> Stated problem: Write out every record below exactly as it appears.

□ □ □ □

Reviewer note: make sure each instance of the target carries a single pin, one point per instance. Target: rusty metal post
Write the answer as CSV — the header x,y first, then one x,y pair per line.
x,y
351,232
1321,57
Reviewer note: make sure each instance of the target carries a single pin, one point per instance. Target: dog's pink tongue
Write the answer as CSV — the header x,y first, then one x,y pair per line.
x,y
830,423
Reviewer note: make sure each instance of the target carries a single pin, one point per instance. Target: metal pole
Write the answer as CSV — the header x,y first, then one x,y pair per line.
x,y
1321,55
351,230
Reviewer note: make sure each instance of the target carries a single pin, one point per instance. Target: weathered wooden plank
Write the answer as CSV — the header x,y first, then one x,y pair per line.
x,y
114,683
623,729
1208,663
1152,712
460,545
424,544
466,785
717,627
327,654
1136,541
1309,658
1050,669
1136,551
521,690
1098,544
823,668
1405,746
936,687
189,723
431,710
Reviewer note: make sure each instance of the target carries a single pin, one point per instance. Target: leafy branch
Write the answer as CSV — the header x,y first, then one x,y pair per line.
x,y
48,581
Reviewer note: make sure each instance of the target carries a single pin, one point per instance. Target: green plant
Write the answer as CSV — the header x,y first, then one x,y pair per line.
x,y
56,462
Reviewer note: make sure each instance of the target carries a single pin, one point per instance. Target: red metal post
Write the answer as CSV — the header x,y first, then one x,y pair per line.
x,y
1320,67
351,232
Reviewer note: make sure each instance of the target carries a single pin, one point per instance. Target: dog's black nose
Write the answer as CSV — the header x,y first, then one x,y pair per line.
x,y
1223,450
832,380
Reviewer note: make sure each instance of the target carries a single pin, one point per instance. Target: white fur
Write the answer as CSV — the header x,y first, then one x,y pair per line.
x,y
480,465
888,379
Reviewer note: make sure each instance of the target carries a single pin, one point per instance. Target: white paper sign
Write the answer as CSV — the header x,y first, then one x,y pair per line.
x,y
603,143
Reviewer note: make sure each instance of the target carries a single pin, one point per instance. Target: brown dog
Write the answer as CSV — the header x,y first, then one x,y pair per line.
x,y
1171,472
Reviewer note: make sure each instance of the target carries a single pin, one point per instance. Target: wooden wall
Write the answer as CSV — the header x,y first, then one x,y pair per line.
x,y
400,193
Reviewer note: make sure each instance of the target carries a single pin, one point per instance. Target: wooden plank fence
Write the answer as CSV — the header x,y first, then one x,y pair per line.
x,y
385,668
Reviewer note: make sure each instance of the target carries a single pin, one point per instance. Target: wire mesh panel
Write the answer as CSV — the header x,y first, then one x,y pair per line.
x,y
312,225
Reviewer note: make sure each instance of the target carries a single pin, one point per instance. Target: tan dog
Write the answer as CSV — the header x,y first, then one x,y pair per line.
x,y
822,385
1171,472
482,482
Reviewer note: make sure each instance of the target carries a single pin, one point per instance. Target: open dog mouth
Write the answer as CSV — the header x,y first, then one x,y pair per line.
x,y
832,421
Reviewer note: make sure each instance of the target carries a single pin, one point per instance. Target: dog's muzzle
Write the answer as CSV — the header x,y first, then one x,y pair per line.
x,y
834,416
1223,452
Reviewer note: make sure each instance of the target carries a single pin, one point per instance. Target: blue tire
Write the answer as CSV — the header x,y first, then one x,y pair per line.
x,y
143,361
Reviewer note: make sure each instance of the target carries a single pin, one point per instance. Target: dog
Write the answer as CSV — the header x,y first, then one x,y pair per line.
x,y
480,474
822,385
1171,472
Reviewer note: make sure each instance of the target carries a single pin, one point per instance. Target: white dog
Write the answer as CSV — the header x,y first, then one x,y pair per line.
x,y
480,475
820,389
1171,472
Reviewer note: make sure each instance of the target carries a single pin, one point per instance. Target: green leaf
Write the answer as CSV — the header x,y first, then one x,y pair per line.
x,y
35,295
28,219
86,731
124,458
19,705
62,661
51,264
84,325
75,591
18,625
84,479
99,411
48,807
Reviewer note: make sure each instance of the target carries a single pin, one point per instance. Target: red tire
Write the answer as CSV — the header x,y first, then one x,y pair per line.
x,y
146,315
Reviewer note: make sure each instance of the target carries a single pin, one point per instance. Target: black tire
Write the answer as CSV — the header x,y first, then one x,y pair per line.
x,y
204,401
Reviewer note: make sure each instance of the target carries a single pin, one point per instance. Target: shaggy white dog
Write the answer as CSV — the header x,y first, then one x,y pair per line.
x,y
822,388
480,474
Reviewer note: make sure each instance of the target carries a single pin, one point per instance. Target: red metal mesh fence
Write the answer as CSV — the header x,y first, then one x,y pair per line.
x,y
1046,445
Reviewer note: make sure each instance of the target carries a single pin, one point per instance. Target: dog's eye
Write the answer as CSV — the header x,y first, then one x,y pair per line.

□ □ □ □

> The answer:
Reviewer note: make sure each instance of the target carries a single pin, one point per instance. Target: rusty metal post
Write the answer as CSV — the header x,y first, then one x,y pair per line.
x,y
351,232
1321,57
Reviewer note: make sure each instance of the target carries a single pin, one point per instance. Target: dog's pink tongue
Write the answer as CSV — the header x,y first, then one x,y pair per line.
x,y
830,423
Reviewer note: make sure each instance of the target carries a single pin, one point per instance. Target: metal pole
Write the answer as CSV — the header x,y first, then one x,y pair per line.
x,y
1321,55
351,230
Reviewer note: make sure each instance of the target carries a single pin, one point per instance. Target: weathered wooden plank
Write the answer as CSV — the header x,y first, then one x,y pair per line.
x,y
114,683
623,729
1208,663
1152,712
460,545
424,544
466,785
717,627
327,654
1136,541
1309,658
1050,669
1136,551
521,690
1098,544
823,668
1405,746
936,687
189,723
431,710
Reviewer note: make sure each instance of the target carries a single pin, one point per instance. Target: leafy branch
Write the answer as CSV — the header x,y first, then one x,y pair per line.
x,y
48,581
Reviewer note: make sure each instance of the target carries a single pin, one point per instance. Target: green plant
Write the answer as CSV — the header x,y first, then one x,y pair per line.
x,y
56,462
Reviewer note: make sure each instance of the target carries a single pin, one point per instance. Target: red metal post
Write the answer as CSV — the header x,y first, then one x,y pair per line.
x,y
1320,67
351,232
Reviewer note: make sure each instance of the target carries a single pin, one point per instance. Target: dog's black nose
Write the answer as CSV — the header x,y first, then one x,y pair per line.
x,y
1223,450
832,380
Reviewer note: make sure each instance of the target carries a single pin, one point per instance. Target: white fur
Write the answer as CSV — the header x,y first, then one x,y pair per line.
x,y
480,465
888,379
Reviewer note: make sure each instance of the target carries a single pin, one point per instance. Target: white paper sign
Write the answer as CSV — the header x,y first, then one x,y pair per line.
x,y
603,143
Reviewer note: make sure each instance of the target carries a single pin, one point per instance. Target: brown dog
Write the answer as CSV — the header x,y first, then one x,y pair per line.
x,y
1171,472
Reviewer note: make sure each instance of the target carries a single pin, one point per instance. Target: wooden wall
Write the answer as CSV — the header x,y first, then one x,y pair per line.
x,y
400,193
Reviewer note: make sure each instance of the target carries a single pin, one point per instance. Target: wooden plank fence
Write the answer as CSV — the header x,y first, then one x,y pair per line.
x,y
385,668
Reviewer note: make sure each instance of the target carries a single pin, one point per instance. Target: wire mesh panel
Write the answer as CSV — the header x,y first, then one x,y pair per line.
x,y
312,225
Reviewer note: make sure each instance of the target carries a single pin, one point per instance. Target: tan dog
Write the answer as CSV — the header x,y first, then one x,y pair per line.
x,y
822,385
1171,472
482,482
Reviewer note: make sure each instance of the target carries a single pin, one point per instance. Target: open dog mouth
Write the answer as CSV — the header x,y first, then one x,y pair per line.
x,y
832,421
Reviewer note: make sure each instance of the target carries a single pin, one point per instance. Target: dog's muzzle
Write the answer as CSV — the header x,y first, then one x,y pair per line.
x,y
834,416
1223,452
Reviewer note: make sure each instance of the target carries a single pin, one point per instance. Target: blue tire
Write the answer as CSV — the header x,y first, then one x,y pair per line.
x,y
143,361
Reviewer note: make sure each instance of the target carries a single pin, one point per instance. Target: dog
Write the answer as CSV — the header x,y first, then one x,y pair per line.
x,y
480,474
822,385
1171,472
Reviewer note: make sure each instance of the target carries a single pin, one point per instance. Target: white dog
Write the answer as CSV — the header x,y first, then one x,y pair per line.
x,y
480,475
820,389
1171,472
Reviewer note: make sure each instance of the target carries a single pin, one point per instance. Target: green leaf
Write the answer as CSV — the header x,y first, then one x,y pair per line.
x,y
35,295
28,219
86,731
124,458
19,705
62,661
51,264
84,325
75,591
18,625
84,479
99,411
48,807
Reviewer note: make sure each instance of the target carries a single pin, one point per instance. Target: red tire
Write the answer as CSV — the header x,y first, then one x,y pair per line.
x,y
146,315
Reviewer note: make sure each instance of the target carries a single pin, one point per instance. Target: black tire
Write the answer as CSV — the header x,y first, then one x,y pair per line.
x,y
204,401
Reviewer note: make sure each instance of the target carries a single pin, one point per instance. Target: shaggy white dog
Write the answer as CSV — the header x,y first, then one x,y pair per line.
x,y
822,388
480,474
Reviewer note: make sure each instance of the target carries a single pin, one point per instance. Target: red metal mesh fence
Write the answer as CSV — the header x,y first, then one x,y pair per line.
x,y
1046,445
Reviewer note: make sure each instance of the target carries a single pin, one point per instance. Target: dog's eye
Write the answer as CSV — the header x,y first, then one x,y pair per line.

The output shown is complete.